─── SELECTED TEXT ───
Our mission
SfNCA focuses on research that links cognitive performance to neurobiological and computational accounts of brain function. This includes work on:
Reasoning and complex problem-solving
General cognitive ability and intelligence-related constructs
Executive functions (e.g., cognitive control, working memory, flexibility)
Learning efficiency, adaptation, and cognitive resilience
Developmental, aging, and clinical perspectives on higher cognition
We welcome contributions that clarify both shared mechanisms (what is common across people) and individual differences (what varies—and why), including research that integrates behavior, brain, and biology in a unified explanatory framework.
Methods and approaches we support
SfNCA serves researchers who employ neuroimaging techniques as core tools for studying cognition in humans. We actively encourage integrative, multi-method work—because cognitive abilities are complex, and the strongest explanations often come from converging evidence. Our community includes (and is not limited to) researchers using:
Neuroimaging, such as structural MRI, functional MRI, diffusion imaging, and related approaches that map brain structure, function, and connectivity
Genetics and genomics, including work that connects genetic variation to cognitive phenotypes and brain-based measures
Interventions and causal methods, including noninvasive brain stimulation and training paradigms—such as tDCS (transcranial direct current stimulation) and TMS (transcranial magnetic stimulation)—to test mechanistic hypotheses and probe causal influence in cognitive systems
Computational and statistical modeling, including psychometrics, cognitive modeling, predictive modeling, and reproducible workflows that strengthen inference
How we connect the community
A major goal of SfNCA is to make it easier for researchers with shared interests to find each other, exchange ideas, and build collaborations. We support connection in several ways:
Annual meeting: SNCA will hold an annual meeting each year to provide a dedicated venue for presenting new findings, sharing methods, debating theory, and forming cross-lab partnerships. We aim for a meeting culture that is welcoming, discussion-oriented, and useful for both established scholars and early-career researchers.
─── EXTRACTED ENTRIES ───
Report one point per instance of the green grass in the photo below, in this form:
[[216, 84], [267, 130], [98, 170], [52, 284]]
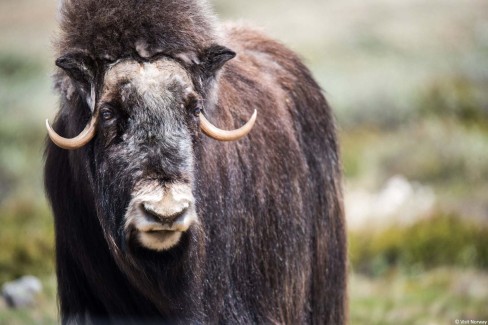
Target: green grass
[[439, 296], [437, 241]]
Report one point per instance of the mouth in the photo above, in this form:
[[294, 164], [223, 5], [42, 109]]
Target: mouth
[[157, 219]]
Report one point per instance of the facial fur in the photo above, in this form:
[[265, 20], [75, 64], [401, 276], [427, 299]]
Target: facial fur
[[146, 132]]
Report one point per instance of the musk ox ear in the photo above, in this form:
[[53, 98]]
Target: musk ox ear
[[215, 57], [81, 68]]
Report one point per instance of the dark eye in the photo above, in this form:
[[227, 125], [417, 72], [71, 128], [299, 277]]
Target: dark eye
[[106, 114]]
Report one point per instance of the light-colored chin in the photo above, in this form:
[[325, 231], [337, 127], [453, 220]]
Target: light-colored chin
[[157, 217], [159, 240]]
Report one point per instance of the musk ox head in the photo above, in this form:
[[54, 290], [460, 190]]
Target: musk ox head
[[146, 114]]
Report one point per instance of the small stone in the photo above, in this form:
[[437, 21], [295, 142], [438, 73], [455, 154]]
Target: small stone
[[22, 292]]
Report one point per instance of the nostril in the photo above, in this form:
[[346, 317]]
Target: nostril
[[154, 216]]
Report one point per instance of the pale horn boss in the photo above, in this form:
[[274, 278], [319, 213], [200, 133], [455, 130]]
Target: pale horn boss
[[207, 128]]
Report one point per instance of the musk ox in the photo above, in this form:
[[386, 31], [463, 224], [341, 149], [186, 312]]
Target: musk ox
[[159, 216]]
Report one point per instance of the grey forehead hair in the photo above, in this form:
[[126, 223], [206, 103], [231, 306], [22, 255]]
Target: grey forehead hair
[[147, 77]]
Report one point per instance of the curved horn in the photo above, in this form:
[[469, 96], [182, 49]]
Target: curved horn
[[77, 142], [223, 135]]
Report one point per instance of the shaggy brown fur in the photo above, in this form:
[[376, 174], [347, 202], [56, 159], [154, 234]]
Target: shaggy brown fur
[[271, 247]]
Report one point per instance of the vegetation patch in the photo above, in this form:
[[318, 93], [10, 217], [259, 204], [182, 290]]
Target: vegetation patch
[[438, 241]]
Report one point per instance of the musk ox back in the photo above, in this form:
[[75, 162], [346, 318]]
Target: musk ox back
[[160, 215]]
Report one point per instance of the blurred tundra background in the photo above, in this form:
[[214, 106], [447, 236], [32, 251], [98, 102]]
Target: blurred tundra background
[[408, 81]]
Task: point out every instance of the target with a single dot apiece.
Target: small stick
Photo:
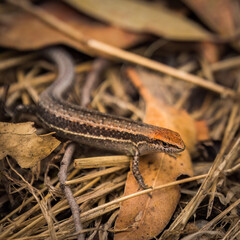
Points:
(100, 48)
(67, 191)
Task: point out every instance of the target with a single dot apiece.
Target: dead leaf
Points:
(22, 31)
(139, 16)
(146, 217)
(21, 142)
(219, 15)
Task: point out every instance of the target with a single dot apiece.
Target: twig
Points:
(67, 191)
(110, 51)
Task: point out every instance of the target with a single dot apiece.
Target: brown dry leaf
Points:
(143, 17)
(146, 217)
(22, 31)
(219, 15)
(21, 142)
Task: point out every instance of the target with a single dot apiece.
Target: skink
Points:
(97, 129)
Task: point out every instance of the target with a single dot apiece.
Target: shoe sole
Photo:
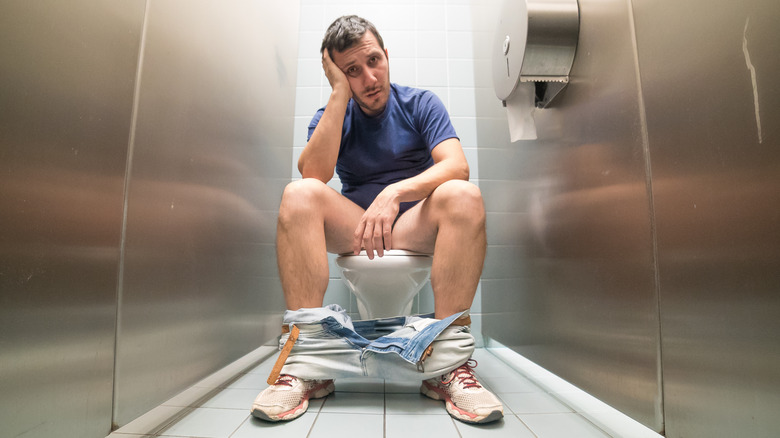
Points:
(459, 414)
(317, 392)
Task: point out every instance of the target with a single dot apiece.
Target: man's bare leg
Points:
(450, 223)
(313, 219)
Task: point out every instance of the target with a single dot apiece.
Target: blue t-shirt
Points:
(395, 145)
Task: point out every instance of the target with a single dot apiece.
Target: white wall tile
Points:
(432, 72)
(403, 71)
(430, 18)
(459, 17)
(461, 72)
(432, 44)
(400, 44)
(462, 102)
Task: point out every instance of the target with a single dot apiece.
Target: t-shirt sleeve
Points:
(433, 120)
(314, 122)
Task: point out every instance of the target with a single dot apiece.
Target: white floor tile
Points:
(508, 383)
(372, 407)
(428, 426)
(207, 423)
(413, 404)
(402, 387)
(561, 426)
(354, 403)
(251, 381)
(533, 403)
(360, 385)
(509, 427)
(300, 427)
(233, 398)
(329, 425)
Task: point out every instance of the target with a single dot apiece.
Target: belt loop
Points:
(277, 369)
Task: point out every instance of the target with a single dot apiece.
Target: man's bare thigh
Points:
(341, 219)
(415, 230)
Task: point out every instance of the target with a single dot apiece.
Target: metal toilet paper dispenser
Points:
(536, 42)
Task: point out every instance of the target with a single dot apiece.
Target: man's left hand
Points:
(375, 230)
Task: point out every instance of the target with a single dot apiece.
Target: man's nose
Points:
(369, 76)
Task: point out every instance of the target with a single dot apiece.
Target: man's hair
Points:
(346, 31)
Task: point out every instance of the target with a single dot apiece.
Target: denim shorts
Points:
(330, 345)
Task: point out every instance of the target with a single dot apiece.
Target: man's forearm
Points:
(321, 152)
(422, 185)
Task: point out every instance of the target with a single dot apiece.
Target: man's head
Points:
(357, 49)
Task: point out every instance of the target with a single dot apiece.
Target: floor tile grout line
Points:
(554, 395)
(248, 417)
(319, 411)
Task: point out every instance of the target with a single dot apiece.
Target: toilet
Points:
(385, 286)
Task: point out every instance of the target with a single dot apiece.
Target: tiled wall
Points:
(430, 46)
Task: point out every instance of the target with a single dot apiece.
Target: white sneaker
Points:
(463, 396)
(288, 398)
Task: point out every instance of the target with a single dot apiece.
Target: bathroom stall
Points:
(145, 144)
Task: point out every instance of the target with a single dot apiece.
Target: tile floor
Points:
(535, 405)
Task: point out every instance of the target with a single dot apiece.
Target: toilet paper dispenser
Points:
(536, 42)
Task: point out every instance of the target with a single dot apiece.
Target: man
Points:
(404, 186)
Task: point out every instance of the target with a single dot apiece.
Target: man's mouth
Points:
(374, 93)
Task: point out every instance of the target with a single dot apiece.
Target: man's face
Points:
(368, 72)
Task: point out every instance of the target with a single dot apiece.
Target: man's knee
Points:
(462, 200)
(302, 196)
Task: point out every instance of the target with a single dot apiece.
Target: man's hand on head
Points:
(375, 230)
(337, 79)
───
─── EXTRACTED ENTRIES ───
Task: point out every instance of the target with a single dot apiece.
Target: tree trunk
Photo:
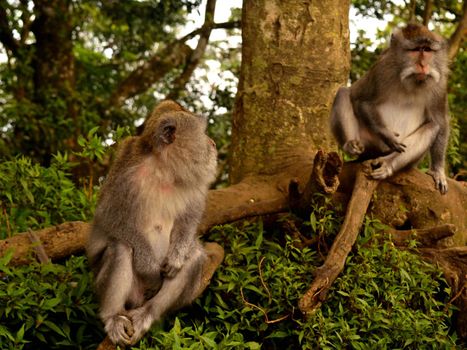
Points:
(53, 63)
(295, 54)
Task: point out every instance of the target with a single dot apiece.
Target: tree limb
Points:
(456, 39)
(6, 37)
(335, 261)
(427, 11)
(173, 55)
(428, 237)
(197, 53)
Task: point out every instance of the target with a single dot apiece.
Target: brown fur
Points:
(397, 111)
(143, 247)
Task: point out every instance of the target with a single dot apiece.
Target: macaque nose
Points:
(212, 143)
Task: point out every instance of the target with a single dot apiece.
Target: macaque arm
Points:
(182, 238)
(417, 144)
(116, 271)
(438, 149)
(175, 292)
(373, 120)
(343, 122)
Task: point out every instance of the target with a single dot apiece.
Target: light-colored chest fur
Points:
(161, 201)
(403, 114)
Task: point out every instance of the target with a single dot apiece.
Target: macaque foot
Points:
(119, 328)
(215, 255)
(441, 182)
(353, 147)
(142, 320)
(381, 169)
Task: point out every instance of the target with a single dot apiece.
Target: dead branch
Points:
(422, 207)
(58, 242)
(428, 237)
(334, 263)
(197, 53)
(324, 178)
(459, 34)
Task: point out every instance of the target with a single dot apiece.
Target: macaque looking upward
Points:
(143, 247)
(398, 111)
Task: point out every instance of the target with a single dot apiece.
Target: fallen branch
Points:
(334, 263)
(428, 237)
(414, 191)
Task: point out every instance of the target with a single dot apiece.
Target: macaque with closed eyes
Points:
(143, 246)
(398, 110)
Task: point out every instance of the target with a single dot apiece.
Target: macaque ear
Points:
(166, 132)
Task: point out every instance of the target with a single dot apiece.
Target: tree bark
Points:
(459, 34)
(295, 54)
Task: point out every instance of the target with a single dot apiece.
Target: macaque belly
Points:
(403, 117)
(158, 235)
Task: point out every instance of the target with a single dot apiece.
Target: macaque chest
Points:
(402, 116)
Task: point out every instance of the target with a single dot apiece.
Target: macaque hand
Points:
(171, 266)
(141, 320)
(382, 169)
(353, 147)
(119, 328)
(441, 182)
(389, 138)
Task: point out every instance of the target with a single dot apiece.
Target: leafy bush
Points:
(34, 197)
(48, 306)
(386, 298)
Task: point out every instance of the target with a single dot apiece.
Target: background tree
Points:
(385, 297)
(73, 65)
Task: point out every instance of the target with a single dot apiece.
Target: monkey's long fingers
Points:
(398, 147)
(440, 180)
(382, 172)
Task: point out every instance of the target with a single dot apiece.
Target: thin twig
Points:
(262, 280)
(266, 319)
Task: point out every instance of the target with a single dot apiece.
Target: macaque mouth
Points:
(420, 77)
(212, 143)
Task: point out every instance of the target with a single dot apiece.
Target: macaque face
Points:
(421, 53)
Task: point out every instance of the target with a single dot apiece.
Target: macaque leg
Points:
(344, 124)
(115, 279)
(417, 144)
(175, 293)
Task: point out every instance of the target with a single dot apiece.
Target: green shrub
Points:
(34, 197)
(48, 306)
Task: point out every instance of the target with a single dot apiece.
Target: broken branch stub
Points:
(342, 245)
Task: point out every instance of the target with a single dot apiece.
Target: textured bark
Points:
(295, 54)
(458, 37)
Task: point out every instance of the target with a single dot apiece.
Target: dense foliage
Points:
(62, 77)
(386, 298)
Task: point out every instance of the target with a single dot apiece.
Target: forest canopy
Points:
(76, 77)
───
_TASK TO COMPLETE_
Continue the text about SfNCA's mission and community, picking up after its last sentence. The listing stands apart from the text and is unrelated to it.

_RESPONSE TO THE TASK_
Ongoing discussion channels: We maintain a community chat group to facilitate informal, year-round conversation—where members can ask questions, share resources, seek feedback, and coordinate collaborations.
Paper-sharing and research highlights: Through our website, we will share papers of interest and other scholarly resources relevant to the neuroscience of reasoning, intelligence, and cognitive ability. Our goal is to create a curated but broad stream of work—spanning neuroimaging, genetics, intervention studies, and theory—that helps members stay current and sparks new ideas.
Our values
SfNCA is committed to building a society that strengthens scientific progress and professional community. We emphasize:
Rigor and openness: Strong measurement, appropriate statistical practice, reproducibility, and transparent reporting.
Interdisciplinary collaboration: Cognitive ability research benefits from bridges across neuroscience, psychology, genetics, education, psychiatry, and computational science.
Constructive debate: We welcome disagreement—when it is grounded in evidence and shared curiosity.
Inclusivity and mentorship: The society should support researchers at all career stages and from diverse backgrounds, methods traditions, and institutions.